Source data:
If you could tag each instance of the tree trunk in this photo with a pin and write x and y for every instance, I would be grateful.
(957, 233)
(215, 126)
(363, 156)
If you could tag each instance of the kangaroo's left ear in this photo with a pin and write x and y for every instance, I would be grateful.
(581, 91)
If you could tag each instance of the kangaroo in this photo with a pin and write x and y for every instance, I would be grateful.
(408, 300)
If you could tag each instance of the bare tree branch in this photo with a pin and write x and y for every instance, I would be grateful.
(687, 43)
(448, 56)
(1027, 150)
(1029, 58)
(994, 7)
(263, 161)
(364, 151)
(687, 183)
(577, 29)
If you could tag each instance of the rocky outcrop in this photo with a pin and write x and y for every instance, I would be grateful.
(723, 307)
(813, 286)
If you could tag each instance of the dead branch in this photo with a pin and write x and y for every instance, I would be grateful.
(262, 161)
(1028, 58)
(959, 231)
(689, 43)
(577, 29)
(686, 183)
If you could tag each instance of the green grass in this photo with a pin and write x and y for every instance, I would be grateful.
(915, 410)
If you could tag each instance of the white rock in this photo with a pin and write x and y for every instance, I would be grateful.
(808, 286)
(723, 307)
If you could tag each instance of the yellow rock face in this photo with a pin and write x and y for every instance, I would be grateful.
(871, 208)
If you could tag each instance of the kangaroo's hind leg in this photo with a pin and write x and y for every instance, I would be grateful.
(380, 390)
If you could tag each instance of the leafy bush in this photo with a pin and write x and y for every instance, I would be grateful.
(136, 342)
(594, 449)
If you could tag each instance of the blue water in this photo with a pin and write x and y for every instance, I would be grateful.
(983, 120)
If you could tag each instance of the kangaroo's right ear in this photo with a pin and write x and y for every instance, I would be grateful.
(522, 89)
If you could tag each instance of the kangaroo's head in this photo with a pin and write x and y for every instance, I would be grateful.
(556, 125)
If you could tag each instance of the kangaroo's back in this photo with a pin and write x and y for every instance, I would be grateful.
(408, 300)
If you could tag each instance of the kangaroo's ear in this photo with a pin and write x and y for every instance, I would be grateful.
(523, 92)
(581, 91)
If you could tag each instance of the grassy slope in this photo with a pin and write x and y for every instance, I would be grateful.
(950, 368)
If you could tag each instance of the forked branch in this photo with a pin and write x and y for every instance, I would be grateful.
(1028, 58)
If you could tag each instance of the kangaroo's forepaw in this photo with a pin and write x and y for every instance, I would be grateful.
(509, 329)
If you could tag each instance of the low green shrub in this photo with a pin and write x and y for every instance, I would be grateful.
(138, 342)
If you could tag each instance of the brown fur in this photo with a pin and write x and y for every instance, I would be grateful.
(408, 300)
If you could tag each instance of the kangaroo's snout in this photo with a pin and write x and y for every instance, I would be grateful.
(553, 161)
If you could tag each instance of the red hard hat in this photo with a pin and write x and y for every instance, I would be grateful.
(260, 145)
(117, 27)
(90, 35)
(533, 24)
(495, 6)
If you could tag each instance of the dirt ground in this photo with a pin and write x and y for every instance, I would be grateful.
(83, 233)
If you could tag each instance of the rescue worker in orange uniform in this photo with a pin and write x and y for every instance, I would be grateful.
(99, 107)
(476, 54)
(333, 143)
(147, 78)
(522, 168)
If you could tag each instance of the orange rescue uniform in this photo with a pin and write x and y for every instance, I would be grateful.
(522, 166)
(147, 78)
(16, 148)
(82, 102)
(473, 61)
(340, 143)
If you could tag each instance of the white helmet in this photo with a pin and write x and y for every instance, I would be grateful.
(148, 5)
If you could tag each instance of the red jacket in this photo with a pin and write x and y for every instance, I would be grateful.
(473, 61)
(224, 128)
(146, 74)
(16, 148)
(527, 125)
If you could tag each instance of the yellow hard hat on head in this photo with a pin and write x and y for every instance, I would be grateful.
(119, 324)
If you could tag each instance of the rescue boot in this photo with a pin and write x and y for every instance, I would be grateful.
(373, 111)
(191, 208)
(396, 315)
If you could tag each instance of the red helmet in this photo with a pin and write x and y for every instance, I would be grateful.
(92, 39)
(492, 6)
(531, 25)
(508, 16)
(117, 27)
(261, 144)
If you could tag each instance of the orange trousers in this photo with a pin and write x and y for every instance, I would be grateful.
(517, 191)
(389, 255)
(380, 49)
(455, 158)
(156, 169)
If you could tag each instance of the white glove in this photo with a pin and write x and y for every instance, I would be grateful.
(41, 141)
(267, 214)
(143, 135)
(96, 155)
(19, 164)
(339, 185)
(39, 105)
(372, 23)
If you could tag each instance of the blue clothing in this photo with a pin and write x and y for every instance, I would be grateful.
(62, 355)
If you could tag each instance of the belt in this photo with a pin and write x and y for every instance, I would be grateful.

Requirements:
Retype the material in full. Each word must match.

Answer for this exercise:
If you could tag each instance of the tree trunk in this photo with a pin and write x and y for every instance, I would be grateful.
(957, 233)
(215, 126)
(363, 156)
If you could tag each instance of the kangaroo's left ear in this photo with a pin and write x and y for every instance, I would be grateful.
(581, 91)
If you could tag each instance of the kangaroo in this photo with a pin and write x and y for every instance, I would be grateful.
(408, 300)
If you could tag each instance of the bare tree branch in this photo with a pin and write x and y for every instance, I would be grateful.
(687, 43)
(448, 56)
(1027, 150)
(1029, 58)
(994, 7)
(263, 161)
(364, 151)
(687, 183)
(577, 29)
If you could tag each instance of the rocky outcrop in this photo with a pin and write x and y for every instance, I would be grateful.
(723, 307)
(813, 286)
If you could tag each instance of the dead branch in this photo with a pin and write x and y for every instance, I would be grateful.
(262, 161)
(1028, 58)
(959, 231)
(689, 43)
(577, 29)
(686, 183)
If you could tag each instance of the green grass in this photo with a pin and write x and y for every instance, I would be grateful.
(915, 410)
If you could tag each instance of the white rock in this photo with a pin and write x and y for every instance, I would be grateful.
(808, 286)
(723, 307)
If you could tag each instance of the yellow rock face in this photo with a pin and write x and y for every instance, I would be grateful.
(871, 208)
If you could tag each instance of the kangaroo's hind leg in this photo with a pin and write x and y for every instance, I would be grateful.
(380, 390)
If you could tag each instance of the leafy bush in this photo with a pin and write x and y for every instance, I would be grateful.
(136, 342)
(594, 449)
If you could tag each instance of the blue water in this photo with a pin and write x and y for every instance, I would be grateful.
(983, 120)
If you could tag each instance of the kangaroo's right ear in this photo with a pin and write x and y for every instance, I would be grateful.
(522, 89)
If you could tag each instance of the kangaroo's head in this photo with a pin and write x and y for every instance, I would be grateful.
(556, 125)
If you could tag each instance of the kangaroo's back in this photo with a pin and write x and y for every instance, I would be grateful.
(408, 300)
If you could tag each instance of the kangaroo's ear in this photo with a pin and write x and y for every instance, I would be grateful.
(523, 92)
(581, 91)
If you could tag each instance of the grassy slope in this photo with a pin and write x and y for every instance, I would be grateful.
(950, 368)
If you could tag each instance of the forked branch in this photo with a pin and write x and y for every instance, I would be grateful.
(1028, 58)
If you could tag each instance of the kangaroo's forepaw in this photo with a pin and write x and y for every instance, I would be grateful.
(509, 329)
If you could tag each instance of the low green shrub in this photo with a pin and write x and y for every instance, I would be grateful.
(138, 342)
If you could tag each instance of the brown fur in this photo with a pin and write x and y for every instance, I would be grateful.
(408, 300)
If you could tag each instance of the kangaroo's snout in this photo with a pin and write x and y for every instance, I would be grateful.
(553, 161)
If you could tag each instance of the red hard hat in this photo with a pin and write x and y for every instance, I would be grateful.
(260, 145)
(117, 27)
(90, 35)
(533, 24)
(495, 6)
If you could tag each instance of the dirt ground in this photo with a pin and write x and y for every instance, I would be grateful.
(83, 233)
If you could tag each instance of the rescue worker in orange uniform in this photo with a pin and write x and y for every instance, I would be grateful.
(99, 107)
(476, 54)
(333, 143)
(147, 78)
(522, 168)
If you could tag each instance of the orange rescue uniform in this photo with a pin and write x and y for every instance, I would be grateful.
(522, 166)
(147, 78)
(16, 148)
(82, 102)
(473, 61)
(340, 143)
If you could tag each instance of the white helmet in this photo with a pin and write x and y for every instance, I would be grateful.
(148, 5)
If you could tag each instance of the red jacket in this photo with a pin and write x and y for every instance, I would be grateful.
(473, 61)
(224, 128)
(146, 74)
(16, 148)
(527, 125)
If you could tag each instance of the yellow hard hat on head in this photo with a pin and write x and y for every instance, I would be grateful.
(119, 324)
If you could tag each instance of the rescue boot in this photo with a pin and write x and y for every instance, I would be grateful.
(373, 111)
(191, 208)
(396, 315)
If you could tag each instance of the red helmet in this photo with a pin and write x and y for every instance, I would be grateful.
(92, 39)
(492, 6)
(531, 25)
(508, 16)
(117, 27)
(261, 144)
If you could tag each instance of the orange trousers in this photo with a pin and write x and y for every instance, I would be grateful.
(517, 191)
(389, 255)
(380, 49)
(455, 158)
(156, 169)
If you could tag each instance of the white glove in this photo with a pin and write x and y for every instance, I would be grateful.
(41, 141)
(267, 214)
(143, 135)
(96, 155)
(19, 164)
(339, 185)
(39, 105)
(372, 23)
If you could tag each instance of the blue clothing in this photo with a pin and write x and y for every instance, I would be grateful.
(62, 355)
If you could tag each instance of the belt in this photo with a pin and write x and y for every instance, I would be grateful.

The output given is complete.